AUFGABENSTELLUNG | Setzen Sie den Textauszug über das Gespräch mit Martina Ebm und Oliver Rosskopf im Anschluss an seinen letzten Satz fort.

TEXTAUSZUG |
.....
Kann man sich noch Filme von Woody Allen anschauen? Ist es legitim, Michael Jacksons Musik zu hören?

Oliver Rosskopf, Schauspieler

Übler Dunstkreis

Er lässt den potenziellen Käufer namens Kahl eine ganze Reihe bedeutender Persönlichkeiten aus Kunst, Kultur und Philosophie aufzählen, die sich durch unsäglichen Antisemitismus hervorgetan haben. „Wir müssen das trennen, sonst schmeißen wir das Abendland zum Fenster raus“, lautet dessen Resümee. „Hitler ist gar kein Künstler“, entgegnet Martina Ebm. „Seine ‚Kunst‘ wird nur deshalb zu etwas Großem, weil es Leute gibt, die ihn aus ganz anderen Motiven bewundern und deshalb bereit sind, viel Geld für ein Werk von ihm auszugeben. Das ist ja das Absurde.“

Hitler habe sich nicht einmal selbst als Künstler definiert, bekräftigt Oliver Rosskopf. „Er ist ein Massenmörder. Leute, die so etwas kaufen, sind Fans seiner dunklen Seite und wollen dadurch in seinen Dunstkreis zurückkatapultiert werden. Aber die Frage ist generell spannend. Kann man sich noch Filme von und mit Woody Allen oder Kevin Spacey anschauen? Ist es legitim, Musik von Michael Jackson zu hören?“

Ist es das? „Ich finde es schwierig“, so Martina Ebm. „Wenn ich auf einer Bühne stehe, dann stehe ich da als Mensch und nicht nur in einer Rolle. Ich stehe für etwas.“

Zur Person: Martina Ebm

war Juniorenmeisterin im Judo, studierte Theater-, Film- und Medienwissenschaften, spielte beim Salzburger Straßentheater und am Wiener Schauspielhaus, verkörperte die junge Titelfigur in „Alma – A Show Biz ans Ende“ und ist seit 2014 Ensemblemitglied in der Josefstadt. Zu ihrer Vita zählen viele Kino- und TV-Produktionen – darunter vier Staffeln „Vorstadtweiber“.

Textliche Challenge

Wie Martina Ebm und Oliver Rosskopf ihre jeweiligen Charaktere anlegen werden, stand beim Interview, das vor Probenbeginn stattfand, noch nicht fest.
.....
VORLIEGENDE DATEN |
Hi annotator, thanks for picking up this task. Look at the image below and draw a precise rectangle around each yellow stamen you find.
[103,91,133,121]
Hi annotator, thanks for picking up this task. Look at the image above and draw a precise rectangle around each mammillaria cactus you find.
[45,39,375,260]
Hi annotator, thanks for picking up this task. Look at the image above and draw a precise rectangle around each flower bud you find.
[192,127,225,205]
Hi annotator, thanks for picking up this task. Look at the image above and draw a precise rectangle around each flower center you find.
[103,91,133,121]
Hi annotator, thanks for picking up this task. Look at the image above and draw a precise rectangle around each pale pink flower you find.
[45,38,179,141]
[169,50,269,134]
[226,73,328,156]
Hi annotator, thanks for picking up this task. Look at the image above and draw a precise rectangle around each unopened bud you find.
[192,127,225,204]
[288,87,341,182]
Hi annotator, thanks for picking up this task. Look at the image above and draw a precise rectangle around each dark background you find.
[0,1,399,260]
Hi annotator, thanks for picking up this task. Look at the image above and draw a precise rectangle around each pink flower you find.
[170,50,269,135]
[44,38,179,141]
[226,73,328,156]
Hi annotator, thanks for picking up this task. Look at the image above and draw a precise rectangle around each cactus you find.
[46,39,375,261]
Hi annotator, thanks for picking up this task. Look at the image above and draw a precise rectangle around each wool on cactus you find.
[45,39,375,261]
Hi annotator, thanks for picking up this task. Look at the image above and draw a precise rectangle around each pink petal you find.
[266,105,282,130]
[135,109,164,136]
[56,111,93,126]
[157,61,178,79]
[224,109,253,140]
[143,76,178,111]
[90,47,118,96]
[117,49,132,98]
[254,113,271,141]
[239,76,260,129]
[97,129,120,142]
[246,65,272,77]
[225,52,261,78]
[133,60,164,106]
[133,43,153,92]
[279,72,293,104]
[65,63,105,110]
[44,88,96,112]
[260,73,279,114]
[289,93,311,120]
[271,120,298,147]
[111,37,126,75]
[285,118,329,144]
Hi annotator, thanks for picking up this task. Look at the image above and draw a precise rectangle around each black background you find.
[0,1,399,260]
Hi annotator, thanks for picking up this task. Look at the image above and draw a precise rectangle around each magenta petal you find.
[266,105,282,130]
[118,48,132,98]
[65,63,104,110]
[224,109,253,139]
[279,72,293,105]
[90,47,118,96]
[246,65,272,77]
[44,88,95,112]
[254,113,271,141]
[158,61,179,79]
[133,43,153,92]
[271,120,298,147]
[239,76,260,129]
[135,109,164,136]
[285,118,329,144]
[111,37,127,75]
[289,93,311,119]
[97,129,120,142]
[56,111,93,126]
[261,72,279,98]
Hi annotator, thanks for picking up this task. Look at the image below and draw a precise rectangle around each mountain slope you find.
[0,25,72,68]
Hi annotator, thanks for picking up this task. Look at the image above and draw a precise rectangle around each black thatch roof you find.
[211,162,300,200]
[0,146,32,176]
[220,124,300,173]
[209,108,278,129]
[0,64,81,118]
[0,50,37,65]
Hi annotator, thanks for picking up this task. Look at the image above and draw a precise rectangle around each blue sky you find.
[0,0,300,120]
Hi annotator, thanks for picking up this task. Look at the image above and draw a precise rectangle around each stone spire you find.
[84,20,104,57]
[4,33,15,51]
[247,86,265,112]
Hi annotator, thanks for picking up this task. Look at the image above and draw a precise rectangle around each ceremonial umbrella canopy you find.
.....
LÖSUNGSTEIL |
„Die Geschichte steht ganz klar im Vordergrund. Ich möchte Nicola, die eher unsympathisch ist, aber nicht verraten und ihre Handlungen auch für das Publikum nachvollziehbar machen. Auch wenn ihre Motive vielleicht niederträchtig sind, ist sie eine spannende Figur. Sie steht für viele in unserer Gesellschaft“, erläutert Martina Ebm.

„Ich frage mich bei Philipp, inwieweit nicht schon immer problematisches Gedankengut in ihm angelegt war. Ob er sich nicht bewusst eine Jüdin als Partnerin ausgesucht hat, um als Saubermann dazustehen. Eine wichtige Frage ist auch die nach dem Alltags-Antisemitismus in uns allen. Das ist, gerade in der aktuellen politischen Situation, eine Frage, die wir uns alle stellen sollten“, meint Oliver Rosskopf.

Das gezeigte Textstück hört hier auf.